▶ **EXTRAIT**

« Toutes choses se tiennent »
par
Publication : mars 1981
Mise en ligne : 21 octobre 2008
EN 1854, le Grand Chef Blanc à Washington offrit d’acheter
une large zone du territoire indien et promit une « Réserve
» pour le peuple indien.
La réponse du chef Seattle a été décrite
comme la plus belle et la plus profonde déclaration jamais
faite sur l’environnement.
« Comment pouvez-vous acheter ou vendre le ciel, la chaleur de
la terre ? L’idée nous paraît étrange. Si nous ne
possédons pas la fraîcheur de l’air et le miroitement de
l’eau, comment pouvez-vous les acheter ?
Chaque parcelle de cette terre est sacrée pour mon peuple. Chaque
aiguille de pin luisante, chaque rive sableuse, chaque lambeau de brume
dans les bois, chaque clairière et chaque bourdonnement d’insecte
est sacré dans le souvenir et l’expérience de mon peuple.
La sève qui coule dans les arbres transporte les souvenirs de
l’homme rouge. Les morts des hommes blancs oublient le pays des hommes
et de leur naissance lorsqu’ils s’en vont se promener parmi les étoiles.
Nos morts n’oublient jamais cette terre magnifique, car elle est la
mère de l’homme rouge. Nous sommes une partie de la terre et
elle fait partie de nous. Les fleurs parfumées sont nos soeurs
; le cerf, le cheval, le grand aigle, ce sont nos frères. Les
crêtes rocheuses, les sucs dans les prés, la chaleur du
poney, et l’homme. tous appartiennent à la même famille.
Aussi lorsque le grand chef à Washington envoie dire qu’il veut
acheter notre terre, demande-t-il beaucoup de nous.

▶ **DONNÉES FOURNIES**
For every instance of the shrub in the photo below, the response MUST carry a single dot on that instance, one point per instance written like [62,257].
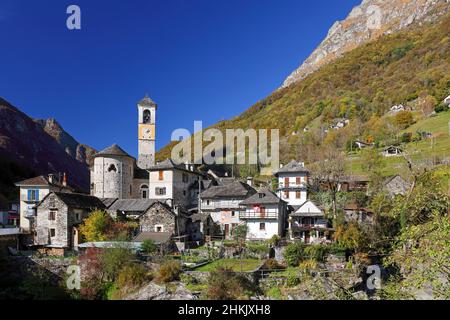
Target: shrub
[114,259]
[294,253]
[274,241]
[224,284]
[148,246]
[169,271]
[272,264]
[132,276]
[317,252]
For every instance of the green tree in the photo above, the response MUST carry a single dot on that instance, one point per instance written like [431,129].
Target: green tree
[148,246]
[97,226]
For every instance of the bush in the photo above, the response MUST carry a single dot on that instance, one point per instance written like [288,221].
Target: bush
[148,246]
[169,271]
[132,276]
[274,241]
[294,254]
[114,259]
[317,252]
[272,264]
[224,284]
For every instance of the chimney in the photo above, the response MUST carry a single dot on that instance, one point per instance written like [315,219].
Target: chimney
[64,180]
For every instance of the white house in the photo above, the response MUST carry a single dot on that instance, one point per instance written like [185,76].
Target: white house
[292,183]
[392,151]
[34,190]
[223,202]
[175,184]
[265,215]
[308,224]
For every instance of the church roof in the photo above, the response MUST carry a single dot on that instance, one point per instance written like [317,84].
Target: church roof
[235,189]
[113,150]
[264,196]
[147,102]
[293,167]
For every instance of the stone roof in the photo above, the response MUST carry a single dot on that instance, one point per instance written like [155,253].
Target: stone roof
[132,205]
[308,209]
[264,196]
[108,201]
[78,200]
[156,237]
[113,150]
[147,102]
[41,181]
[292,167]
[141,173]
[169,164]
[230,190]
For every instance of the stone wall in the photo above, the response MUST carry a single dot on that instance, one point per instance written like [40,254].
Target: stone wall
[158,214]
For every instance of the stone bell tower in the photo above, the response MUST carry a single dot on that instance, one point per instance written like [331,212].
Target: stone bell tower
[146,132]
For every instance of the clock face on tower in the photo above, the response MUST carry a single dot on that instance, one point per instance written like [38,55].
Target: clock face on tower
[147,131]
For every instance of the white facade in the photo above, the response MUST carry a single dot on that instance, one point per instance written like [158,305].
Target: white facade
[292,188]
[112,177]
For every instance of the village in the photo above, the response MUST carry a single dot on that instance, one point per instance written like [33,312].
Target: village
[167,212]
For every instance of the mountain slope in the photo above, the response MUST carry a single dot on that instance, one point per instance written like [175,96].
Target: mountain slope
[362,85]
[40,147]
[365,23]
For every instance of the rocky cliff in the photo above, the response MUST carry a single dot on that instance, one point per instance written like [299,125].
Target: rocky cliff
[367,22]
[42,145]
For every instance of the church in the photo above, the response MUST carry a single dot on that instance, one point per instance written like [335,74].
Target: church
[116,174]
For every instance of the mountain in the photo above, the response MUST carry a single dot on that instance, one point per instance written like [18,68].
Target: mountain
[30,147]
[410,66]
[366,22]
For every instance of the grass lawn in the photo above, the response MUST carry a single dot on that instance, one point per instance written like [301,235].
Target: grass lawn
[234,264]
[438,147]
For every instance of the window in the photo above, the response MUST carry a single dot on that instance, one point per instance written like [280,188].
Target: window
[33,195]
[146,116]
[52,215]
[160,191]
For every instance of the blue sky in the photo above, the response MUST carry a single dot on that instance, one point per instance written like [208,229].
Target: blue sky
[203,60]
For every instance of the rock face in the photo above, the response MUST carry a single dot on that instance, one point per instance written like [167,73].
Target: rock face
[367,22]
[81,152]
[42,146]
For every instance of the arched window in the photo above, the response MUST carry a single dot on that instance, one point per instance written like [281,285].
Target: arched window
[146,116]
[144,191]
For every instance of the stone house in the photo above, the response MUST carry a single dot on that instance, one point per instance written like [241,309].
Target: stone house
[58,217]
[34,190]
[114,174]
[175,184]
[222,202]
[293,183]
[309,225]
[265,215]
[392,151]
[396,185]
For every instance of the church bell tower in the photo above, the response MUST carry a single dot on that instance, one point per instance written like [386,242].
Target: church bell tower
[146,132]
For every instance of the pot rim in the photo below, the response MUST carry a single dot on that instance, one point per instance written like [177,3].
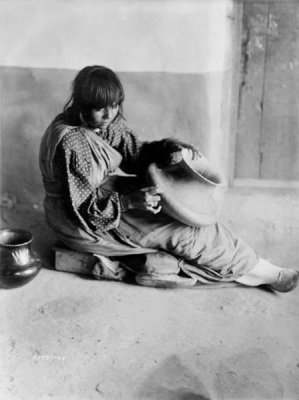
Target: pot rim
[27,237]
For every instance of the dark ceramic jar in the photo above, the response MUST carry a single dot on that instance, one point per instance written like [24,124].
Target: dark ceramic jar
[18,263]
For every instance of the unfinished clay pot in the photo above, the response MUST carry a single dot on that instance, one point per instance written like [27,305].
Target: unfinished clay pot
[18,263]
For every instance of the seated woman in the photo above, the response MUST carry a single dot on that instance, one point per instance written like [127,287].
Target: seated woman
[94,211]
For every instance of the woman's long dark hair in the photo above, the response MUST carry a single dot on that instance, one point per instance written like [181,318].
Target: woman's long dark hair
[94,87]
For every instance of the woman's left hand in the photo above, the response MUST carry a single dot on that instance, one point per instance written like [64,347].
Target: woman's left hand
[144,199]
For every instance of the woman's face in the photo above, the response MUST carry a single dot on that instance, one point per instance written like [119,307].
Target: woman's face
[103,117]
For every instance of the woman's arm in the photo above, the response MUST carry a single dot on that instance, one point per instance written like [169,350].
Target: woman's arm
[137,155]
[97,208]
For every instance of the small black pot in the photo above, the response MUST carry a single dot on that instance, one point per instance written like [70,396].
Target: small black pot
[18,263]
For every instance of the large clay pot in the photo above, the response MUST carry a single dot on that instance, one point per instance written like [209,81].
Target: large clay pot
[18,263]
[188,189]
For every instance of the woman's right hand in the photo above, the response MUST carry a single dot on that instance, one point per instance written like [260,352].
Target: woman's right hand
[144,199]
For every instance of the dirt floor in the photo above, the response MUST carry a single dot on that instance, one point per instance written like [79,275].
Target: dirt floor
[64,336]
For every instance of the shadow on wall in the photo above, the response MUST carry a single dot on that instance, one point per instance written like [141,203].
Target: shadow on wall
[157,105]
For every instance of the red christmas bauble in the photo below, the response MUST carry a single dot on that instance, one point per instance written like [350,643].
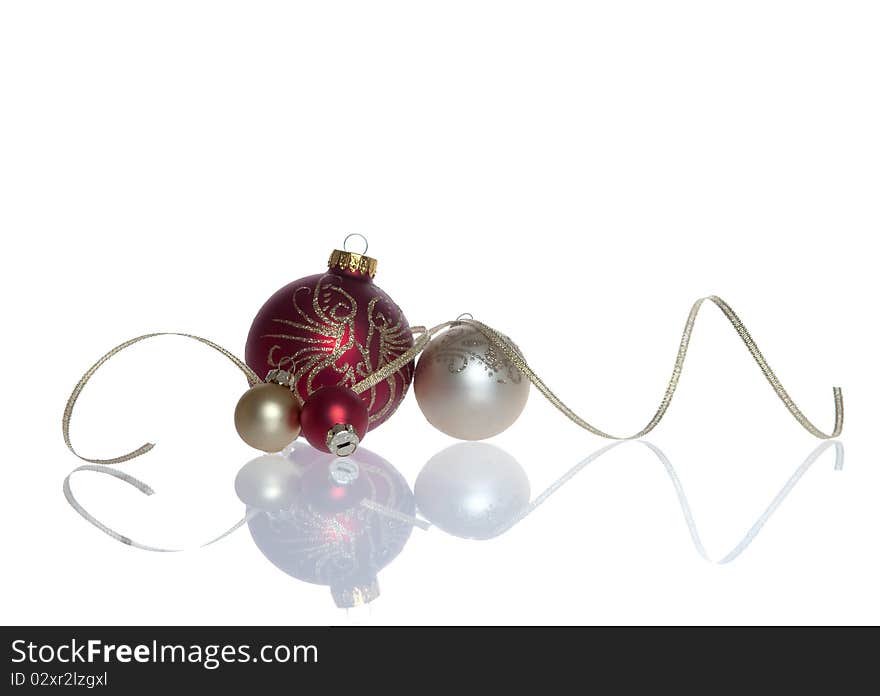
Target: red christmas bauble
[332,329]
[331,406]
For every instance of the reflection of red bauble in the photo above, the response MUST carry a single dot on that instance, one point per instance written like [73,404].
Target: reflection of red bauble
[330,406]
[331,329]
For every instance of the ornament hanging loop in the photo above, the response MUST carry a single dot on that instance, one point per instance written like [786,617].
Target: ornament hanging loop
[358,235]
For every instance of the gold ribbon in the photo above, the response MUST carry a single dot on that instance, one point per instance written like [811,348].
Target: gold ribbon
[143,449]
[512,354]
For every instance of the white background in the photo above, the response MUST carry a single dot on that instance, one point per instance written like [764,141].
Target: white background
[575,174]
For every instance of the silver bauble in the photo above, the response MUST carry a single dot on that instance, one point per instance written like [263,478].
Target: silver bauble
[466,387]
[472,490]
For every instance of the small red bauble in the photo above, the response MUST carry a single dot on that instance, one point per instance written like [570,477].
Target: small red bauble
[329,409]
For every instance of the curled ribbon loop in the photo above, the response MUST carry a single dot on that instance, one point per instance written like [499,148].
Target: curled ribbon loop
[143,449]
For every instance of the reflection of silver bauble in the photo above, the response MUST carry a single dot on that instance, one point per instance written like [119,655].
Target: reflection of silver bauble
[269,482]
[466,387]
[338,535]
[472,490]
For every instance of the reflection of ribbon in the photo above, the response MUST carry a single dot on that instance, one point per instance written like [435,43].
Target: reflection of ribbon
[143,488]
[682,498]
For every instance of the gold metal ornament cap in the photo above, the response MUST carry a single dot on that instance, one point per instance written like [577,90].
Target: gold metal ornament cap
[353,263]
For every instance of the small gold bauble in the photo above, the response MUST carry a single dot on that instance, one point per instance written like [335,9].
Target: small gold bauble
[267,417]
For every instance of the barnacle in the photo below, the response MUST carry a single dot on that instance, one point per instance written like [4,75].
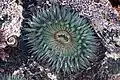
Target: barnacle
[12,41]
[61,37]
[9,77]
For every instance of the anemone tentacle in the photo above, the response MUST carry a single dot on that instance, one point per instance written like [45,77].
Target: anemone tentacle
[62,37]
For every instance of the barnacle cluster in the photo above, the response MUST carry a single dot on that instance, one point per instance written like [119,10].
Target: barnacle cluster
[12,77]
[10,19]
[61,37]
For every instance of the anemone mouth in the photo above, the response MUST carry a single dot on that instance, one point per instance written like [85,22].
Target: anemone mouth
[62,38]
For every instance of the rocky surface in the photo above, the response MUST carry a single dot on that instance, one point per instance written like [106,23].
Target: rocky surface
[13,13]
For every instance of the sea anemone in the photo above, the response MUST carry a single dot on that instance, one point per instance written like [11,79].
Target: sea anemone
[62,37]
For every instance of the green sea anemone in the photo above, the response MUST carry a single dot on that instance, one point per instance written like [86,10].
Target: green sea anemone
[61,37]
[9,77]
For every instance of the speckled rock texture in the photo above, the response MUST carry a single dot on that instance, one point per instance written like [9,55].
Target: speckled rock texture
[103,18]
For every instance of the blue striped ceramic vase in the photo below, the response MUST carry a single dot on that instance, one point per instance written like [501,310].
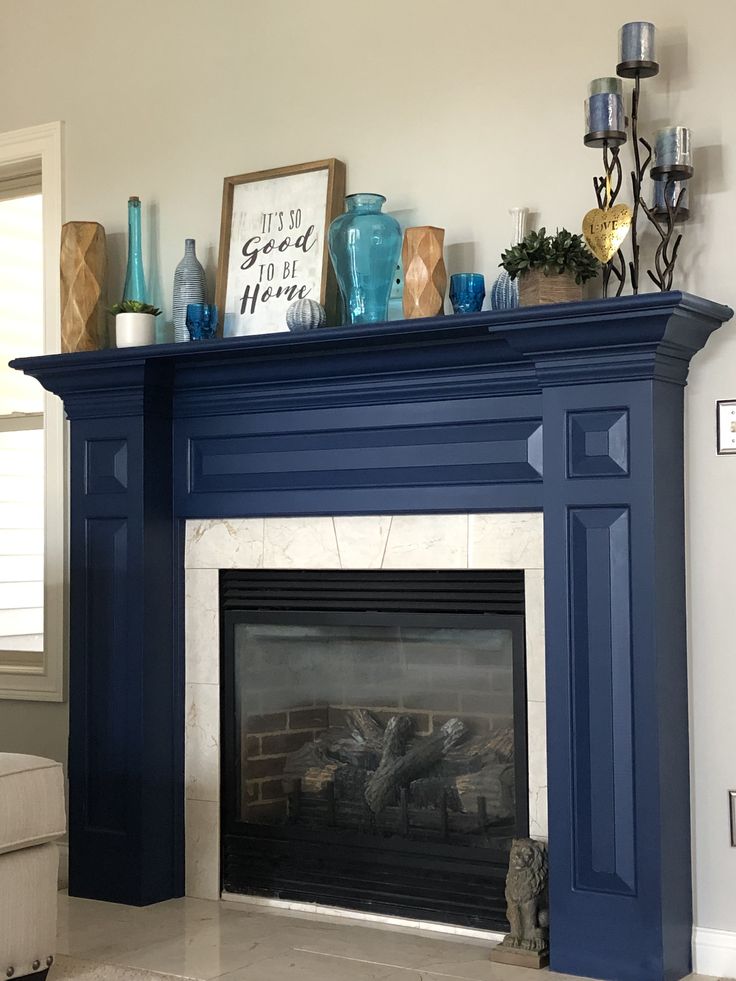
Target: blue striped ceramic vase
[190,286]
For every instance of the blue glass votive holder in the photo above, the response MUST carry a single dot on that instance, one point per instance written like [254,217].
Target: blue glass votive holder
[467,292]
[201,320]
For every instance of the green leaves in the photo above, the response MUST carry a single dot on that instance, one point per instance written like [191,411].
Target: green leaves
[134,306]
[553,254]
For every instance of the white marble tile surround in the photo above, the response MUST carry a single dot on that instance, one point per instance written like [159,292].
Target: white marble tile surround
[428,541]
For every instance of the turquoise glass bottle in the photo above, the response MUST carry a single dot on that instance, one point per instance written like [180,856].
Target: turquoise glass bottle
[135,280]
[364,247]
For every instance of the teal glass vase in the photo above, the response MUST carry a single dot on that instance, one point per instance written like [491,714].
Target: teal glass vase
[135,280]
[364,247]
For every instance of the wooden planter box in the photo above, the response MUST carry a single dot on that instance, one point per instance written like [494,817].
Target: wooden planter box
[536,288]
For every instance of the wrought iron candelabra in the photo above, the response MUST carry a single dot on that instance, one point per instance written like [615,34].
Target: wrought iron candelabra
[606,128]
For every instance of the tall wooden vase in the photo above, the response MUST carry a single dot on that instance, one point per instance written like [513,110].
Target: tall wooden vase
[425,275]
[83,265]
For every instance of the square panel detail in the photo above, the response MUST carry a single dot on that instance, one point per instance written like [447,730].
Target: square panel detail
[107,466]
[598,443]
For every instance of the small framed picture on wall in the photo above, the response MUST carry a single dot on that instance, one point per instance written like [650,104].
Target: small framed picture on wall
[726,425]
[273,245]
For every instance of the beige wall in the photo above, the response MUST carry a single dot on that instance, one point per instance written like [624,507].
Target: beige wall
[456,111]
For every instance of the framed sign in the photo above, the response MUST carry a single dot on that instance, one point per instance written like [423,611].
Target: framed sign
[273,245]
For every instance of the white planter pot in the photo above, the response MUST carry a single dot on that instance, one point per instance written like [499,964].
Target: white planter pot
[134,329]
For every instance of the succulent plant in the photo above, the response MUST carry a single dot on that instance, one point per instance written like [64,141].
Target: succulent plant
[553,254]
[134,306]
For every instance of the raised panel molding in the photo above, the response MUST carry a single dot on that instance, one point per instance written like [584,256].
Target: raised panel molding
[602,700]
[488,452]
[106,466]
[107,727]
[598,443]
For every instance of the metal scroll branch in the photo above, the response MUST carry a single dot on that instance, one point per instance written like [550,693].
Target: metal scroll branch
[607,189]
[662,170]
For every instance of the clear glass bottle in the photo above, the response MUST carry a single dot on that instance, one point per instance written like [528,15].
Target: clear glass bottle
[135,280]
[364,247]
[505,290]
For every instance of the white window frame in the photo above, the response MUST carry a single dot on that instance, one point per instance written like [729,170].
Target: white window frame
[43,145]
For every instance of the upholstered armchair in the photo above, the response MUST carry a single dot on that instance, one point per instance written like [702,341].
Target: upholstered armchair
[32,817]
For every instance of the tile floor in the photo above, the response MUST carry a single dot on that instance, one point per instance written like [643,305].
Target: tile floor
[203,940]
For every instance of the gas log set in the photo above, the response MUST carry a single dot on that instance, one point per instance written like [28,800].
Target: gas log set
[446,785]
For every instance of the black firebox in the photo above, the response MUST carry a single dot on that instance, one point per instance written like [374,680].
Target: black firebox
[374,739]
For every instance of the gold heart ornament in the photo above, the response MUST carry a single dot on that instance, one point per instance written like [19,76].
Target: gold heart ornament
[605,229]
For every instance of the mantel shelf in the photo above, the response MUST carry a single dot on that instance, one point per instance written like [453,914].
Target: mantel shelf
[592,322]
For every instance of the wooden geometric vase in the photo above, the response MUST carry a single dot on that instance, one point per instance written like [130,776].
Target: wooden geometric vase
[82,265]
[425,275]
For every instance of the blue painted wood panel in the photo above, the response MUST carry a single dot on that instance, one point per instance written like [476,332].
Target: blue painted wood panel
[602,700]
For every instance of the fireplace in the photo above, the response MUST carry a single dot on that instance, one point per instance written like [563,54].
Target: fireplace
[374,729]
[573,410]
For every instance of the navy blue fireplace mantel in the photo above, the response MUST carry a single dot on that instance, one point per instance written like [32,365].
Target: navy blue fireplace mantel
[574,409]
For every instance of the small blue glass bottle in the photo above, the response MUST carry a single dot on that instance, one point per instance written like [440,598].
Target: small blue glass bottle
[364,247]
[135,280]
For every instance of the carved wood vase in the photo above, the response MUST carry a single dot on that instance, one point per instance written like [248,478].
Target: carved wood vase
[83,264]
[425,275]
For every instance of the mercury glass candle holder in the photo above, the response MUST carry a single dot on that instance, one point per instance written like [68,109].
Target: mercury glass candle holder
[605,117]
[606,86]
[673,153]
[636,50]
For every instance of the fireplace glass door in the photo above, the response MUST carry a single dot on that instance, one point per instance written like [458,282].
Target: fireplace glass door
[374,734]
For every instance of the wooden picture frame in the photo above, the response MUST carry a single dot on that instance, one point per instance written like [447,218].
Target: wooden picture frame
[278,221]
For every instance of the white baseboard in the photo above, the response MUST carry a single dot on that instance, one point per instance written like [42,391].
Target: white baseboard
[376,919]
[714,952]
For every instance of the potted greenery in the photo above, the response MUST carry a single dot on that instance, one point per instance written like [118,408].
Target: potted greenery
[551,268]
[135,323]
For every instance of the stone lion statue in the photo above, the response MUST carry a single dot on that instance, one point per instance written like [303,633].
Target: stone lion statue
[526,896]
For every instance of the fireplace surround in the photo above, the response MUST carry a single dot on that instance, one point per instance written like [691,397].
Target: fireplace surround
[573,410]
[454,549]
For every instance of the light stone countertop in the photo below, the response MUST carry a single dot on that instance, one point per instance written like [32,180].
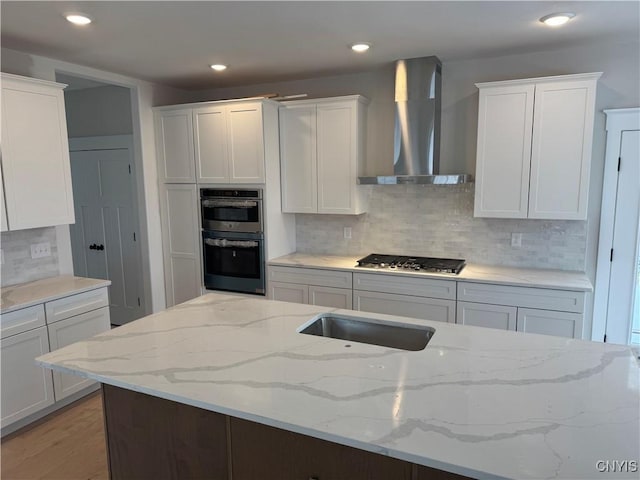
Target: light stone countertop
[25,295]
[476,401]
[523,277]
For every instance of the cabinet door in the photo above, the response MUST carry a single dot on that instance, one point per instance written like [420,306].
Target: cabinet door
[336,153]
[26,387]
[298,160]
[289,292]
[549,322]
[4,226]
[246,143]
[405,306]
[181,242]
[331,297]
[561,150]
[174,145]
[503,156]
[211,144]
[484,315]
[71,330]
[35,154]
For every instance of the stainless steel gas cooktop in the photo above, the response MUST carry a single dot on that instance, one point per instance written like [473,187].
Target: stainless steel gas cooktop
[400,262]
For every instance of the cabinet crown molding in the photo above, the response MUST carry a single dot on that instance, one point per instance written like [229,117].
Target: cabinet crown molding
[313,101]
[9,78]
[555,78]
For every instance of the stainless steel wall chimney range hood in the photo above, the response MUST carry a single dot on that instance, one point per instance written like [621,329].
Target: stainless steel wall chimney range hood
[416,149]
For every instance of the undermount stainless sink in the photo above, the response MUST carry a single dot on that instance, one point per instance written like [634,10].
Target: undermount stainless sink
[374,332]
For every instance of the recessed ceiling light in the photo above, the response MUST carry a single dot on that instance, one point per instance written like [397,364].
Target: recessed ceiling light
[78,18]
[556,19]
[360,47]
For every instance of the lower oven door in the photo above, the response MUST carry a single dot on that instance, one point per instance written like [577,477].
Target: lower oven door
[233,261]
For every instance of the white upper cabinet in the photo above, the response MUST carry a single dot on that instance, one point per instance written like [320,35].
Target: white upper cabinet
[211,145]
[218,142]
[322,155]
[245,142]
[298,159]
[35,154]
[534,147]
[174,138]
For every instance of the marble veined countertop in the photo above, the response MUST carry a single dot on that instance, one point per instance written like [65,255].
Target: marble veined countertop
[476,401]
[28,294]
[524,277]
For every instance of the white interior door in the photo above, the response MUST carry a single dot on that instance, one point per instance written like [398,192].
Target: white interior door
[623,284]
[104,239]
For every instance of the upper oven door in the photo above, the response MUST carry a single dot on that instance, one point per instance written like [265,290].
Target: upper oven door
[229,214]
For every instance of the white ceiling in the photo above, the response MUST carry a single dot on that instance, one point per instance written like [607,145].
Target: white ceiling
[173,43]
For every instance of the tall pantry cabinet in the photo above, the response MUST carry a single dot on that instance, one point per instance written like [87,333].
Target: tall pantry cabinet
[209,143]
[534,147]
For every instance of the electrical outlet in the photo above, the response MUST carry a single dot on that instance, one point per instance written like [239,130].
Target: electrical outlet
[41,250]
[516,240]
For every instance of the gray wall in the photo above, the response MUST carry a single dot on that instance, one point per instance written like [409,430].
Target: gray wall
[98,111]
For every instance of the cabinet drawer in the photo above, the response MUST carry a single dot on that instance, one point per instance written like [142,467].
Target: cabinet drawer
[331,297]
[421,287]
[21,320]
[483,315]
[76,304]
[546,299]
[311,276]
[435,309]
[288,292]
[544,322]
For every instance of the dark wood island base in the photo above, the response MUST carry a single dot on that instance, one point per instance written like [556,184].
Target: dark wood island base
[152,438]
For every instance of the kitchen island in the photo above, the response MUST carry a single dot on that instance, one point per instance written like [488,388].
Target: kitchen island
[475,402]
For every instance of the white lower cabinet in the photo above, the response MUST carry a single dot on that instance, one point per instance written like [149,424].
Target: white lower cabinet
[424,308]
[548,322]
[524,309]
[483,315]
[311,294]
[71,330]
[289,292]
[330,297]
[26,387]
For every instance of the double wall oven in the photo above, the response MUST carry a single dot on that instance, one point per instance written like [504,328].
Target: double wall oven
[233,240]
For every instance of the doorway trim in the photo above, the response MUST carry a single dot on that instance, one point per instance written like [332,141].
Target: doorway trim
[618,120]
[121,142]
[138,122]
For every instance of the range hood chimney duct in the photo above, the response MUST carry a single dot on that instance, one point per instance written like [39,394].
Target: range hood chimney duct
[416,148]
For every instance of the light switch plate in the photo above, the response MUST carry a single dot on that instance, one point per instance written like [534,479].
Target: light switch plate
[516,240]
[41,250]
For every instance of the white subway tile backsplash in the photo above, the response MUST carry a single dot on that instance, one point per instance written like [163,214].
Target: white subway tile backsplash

▶ **TÂCHE À ACCOMPLIR**
Reproduisez à l'identique tout ce qui va de « La sève qui » jusqu'à « la même famille. » dans l'extrait sur la réponse du chef Seattle.

▶ **RÉSULTAT FINAL**
La sève qui coule dans les arbres transporte les souvenirs de
l’homme rouge. Les morts des hommes blancs oublient le pays des hommes
et de leur naissance lorsqu’ils s’en vont se promener parmi les étoiles.
Nos morts n’oublient jamais cette terre magnifique, car elle est la
mère de l’homme rouge. Nous sommes une partie de la terre et
elle fait partie de nous. Les fleurs parfumées sont nos soeurs
; le cerf, le cheval, le grand aigle, ce sont nos frères. Les
crêtes rocheuses, les sucs dans les prés, la chaleur du
poney, et l’homme. tous appartiennent à la même famille.